Your task |
This exercise calls for the listing to be set down exactly.

___

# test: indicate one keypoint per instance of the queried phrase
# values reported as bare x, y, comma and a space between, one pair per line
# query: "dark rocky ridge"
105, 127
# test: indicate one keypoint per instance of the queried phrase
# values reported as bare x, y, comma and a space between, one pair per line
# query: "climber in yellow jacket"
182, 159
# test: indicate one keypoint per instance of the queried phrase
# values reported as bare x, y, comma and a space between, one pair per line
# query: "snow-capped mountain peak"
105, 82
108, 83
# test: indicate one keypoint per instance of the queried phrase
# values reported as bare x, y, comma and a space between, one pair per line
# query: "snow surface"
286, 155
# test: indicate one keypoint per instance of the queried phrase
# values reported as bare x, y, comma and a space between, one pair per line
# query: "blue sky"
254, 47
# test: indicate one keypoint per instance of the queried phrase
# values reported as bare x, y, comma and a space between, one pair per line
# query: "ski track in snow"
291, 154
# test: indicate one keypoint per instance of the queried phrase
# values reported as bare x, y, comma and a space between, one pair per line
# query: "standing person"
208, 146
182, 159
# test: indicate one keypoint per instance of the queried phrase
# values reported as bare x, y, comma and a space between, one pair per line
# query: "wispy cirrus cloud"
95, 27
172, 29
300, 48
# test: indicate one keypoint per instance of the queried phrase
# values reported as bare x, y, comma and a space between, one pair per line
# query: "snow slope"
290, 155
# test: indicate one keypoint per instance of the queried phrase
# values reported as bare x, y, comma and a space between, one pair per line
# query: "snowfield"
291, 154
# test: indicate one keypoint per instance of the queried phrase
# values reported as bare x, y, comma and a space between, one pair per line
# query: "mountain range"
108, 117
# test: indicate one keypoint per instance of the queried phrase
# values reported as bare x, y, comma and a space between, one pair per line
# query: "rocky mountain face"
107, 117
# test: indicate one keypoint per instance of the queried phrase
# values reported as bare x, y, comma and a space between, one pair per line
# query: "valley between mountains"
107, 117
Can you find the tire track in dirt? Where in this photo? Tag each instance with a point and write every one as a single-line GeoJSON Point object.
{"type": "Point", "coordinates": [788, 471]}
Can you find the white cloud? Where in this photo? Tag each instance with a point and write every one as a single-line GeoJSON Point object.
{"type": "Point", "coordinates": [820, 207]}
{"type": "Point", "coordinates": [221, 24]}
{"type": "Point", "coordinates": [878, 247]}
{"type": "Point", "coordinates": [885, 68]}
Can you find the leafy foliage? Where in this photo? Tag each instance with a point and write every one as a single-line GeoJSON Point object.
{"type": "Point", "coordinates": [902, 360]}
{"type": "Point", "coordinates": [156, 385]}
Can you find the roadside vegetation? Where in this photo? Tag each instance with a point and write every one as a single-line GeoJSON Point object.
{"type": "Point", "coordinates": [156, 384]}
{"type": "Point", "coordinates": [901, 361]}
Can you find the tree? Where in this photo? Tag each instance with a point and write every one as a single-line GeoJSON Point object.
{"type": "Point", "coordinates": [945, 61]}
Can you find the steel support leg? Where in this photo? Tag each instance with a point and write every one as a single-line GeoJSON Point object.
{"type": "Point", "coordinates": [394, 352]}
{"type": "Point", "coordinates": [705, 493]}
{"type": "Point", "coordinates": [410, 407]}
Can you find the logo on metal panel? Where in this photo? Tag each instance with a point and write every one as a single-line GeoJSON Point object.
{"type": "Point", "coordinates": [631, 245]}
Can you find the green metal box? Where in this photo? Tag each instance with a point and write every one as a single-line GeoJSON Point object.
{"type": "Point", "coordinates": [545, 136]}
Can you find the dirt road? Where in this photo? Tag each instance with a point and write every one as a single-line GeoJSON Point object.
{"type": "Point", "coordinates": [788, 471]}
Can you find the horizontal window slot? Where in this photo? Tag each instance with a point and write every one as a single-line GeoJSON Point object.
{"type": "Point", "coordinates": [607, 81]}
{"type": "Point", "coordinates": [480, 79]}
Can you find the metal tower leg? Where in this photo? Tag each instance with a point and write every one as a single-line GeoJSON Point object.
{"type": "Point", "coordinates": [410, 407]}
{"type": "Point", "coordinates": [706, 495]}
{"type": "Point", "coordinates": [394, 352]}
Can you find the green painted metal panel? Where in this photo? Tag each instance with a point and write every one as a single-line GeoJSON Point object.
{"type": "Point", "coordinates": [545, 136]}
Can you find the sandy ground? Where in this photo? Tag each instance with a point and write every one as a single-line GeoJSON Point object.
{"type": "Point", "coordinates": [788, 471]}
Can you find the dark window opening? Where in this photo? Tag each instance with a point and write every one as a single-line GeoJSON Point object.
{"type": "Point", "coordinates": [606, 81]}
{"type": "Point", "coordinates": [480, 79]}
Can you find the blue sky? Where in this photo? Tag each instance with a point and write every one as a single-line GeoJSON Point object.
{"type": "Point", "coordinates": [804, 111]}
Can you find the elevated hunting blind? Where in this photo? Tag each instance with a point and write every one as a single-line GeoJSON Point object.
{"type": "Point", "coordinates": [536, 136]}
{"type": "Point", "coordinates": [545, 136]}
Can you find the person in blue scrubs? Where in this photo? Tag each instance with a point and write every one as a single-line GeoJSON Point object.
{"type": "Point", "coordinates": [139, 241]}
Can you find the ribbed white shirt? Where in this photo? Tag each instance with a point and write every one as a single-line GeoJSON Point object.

___

Answer space |
# test: indicate one keypoint per instance of the queried phrase
# values reported as bare x, y, comma and a space between, one pair per line
# query: "dark rocky ridge"
105, 127
# test: indicate one keypoint per instance of the queried phrase
# values reported as bare x, y, comma and a space between, one pair per line
# query: "climber in yellow jacket"
182, 159
# test: indicate one keypoint per instance of the queried phrase
# values reported as bare x, y, comma and a space between, one pair per line
# query: "snow-capped mountain peak"
105, 82
108, 83
# test: indicate one keypoint per instance of the queried phrase
# values reported as bare x, y, comma and a space between, one pair per line
# query: "snow surface"
286, 155
# test: indicate one keypoint per instance of the queried phrase
# values reported as bare x, y, comma and a space between, one pair per line
# query: "blue sky"
254, 47
# test: indicate one keypoint per instance of the queried phrase
# values reported as bare x, y, comma and a space between, one pair per line
# query: "ski track in snow"
291, 154
# test: indicate one keypoint per instance of the queried phrase
# values reported as bare x, y, comma and a space between, one pair per line
# query: "standing person"
208, 146
182, 159
# test: indicate one keypoint per instance of the queried phrase
# values reported as bare x, y, comma and a space between, one pair per line
# query: "wispy cirrus cloud"
95, 27
172, 29
300, 48
# test: indicate one keypoint per instance of the queried phrase
# values reported as bare x, y, comma and a space between, one pair per line
# query: "snow slope"
290, 155
# test: indicate one keypoint per instance of the queried phrase
# values reported as bare x, y, comma and a space between, one pair per line
# query: "snowfield"
291, 154
# test: indicate one keypoint per instance of the queried phrase
# values reported as bare x, y, comma and a space between, one pair per line
# query: "mountain range"
108, 117
# test: indicate one keypoint per instance of the queried phrase
# values reported as bare x, y, comma and a space between, one pair per line
# query: "rocky mountain face"
107, 117
# test: indicate one keypoint per instance of the queried phrase
# values reported as bare x, y, comma and a space between, one pair per line
# query: "valley between mountains"
107, 117
Can you find the tire track in dirt? Where in this photo? Tag each instance with a point and write every one as a single-line GeoJSON Point object.
{"type": "Point", "coordinates": [788, 471]}
Can you find the white cloud? Where in this photo? Tag each instance with a point and write every one as a single-line GeoJSON Point object.
{"type": "Point", "coordinates": [820, 207]}
{"type": "Point", "coordinates": [221, 24]}
{"type": "Point", "coordinates": [878, 247]}
{"type": "Point", "coordinates": [885, 68]}
Can you find the leafy foliage? Where in this photo? Tag each instance with a point and write every one as a single-line GeoJSON Point object.
{"type": "Point", "coordinates": [902, 360]}
{"type": "Point", "coordinates": [156, 385]}
Can you find the roadside vegetation? Where in this photo? Tag each instance with a point and write every one as a single-line GeoJSON Point object.
{"type": "Point", "coordinates": [156, 384]}
{"type": "Point", "coordinates": [901, 361]}
Can you find the tree? Where in this photo? Tag each instance with a point and write every one as a single-line GeoJSON Point object.
{"type": "Point", "coordinates": [945, 61]}
Can you find the steel support leg? Where in this photo? Tag each instance with a point and write every one as a single-line GeoJSON Point object.
{"type": "Point", "coordinates": [394, 352]}
{"type": "Point", "coordinates": [705, 493]}
{"type": "Point", "coordinates": [410, 407]}
Can you find the logo on metal panel? Where in this photo? Tag each instance with a point and write every one as a single-line GeoJSON Point object.
{"type": "Point", "coordinates": [631, 245]}
Can you find the green metal box? Where in this photo? Tag each instance with a point and write every one as a single-line GeoJSON Point object.
{"type": "Point", "coordinates": [545, 136]}
Can you find the dirt road? Where in this photo? Tag each instance with a point and write every one as a single-line GeoJSON Point object.
{"type": "Point", "coordinates": [788, 471]}
Can you find the horizontal window slot? Where in this photo? Tag each instance with a point and write every one as a single-line GeoJSON Point object.
{"type": "Point", "coordinates": [607, 81]}
{"type": "Point", "coordinates": [480, 79]}
Can you find the metal tower leg? Where in this photo? Tag each instance with a point and write every one as a single-line GeoJSON Point object.
{"type": "Point", "coordinates": [410, 407]}
{"type": "Point", "coordinates": [706, 495]}
{"type": "Point", "coordinates": [394, 352]}
Can you find the green painted metal panel? Where in this photo? Tag each instance with a point and write every one as a single-line GeoJSON Point object.
{"type": "Point", "coordinates": [545, 136]}
Can you find the sandy ground? Where in this photo? Tag each instance with a point and write every one as a single-line GeoJSON Point object.
{"type": "Point", "coordinates": [788, 471]}
Can you find the dark window opening? Where in this photo? Tag each instance with a point and write every one as a single-line GeoJSON Point object.
{"type": "Point", "coordinates": [606, 81]}
{"type": "Point", "coordinates": [480, 79]}
Can you find the blue sky? Where in this photo? Tag each instance with a point and write every one as a single-line GeoJSON Point object.
{"type": "Point", "coordinates": [804, 111]}
Can you find the elevated hunting blind? Where in this photo? Tag each instance with a point and write every one as a single-line GeoJSON Point object.
{"type": "Point", "coordinates": [536, 136]}
{"type": "Point", "coordinates": [545, 136]}
Can you find the person in blue scrubs? Where in this photo? Tag each instance with a point and write every one as a single-line GeoJSON Point object.
{"type": "Point", "coordinates": [139, 241]}
Can you find the ribbed white shirt? Where in this photo? Tag each instance with a point and write every one as a single-line GeoJSON Point object.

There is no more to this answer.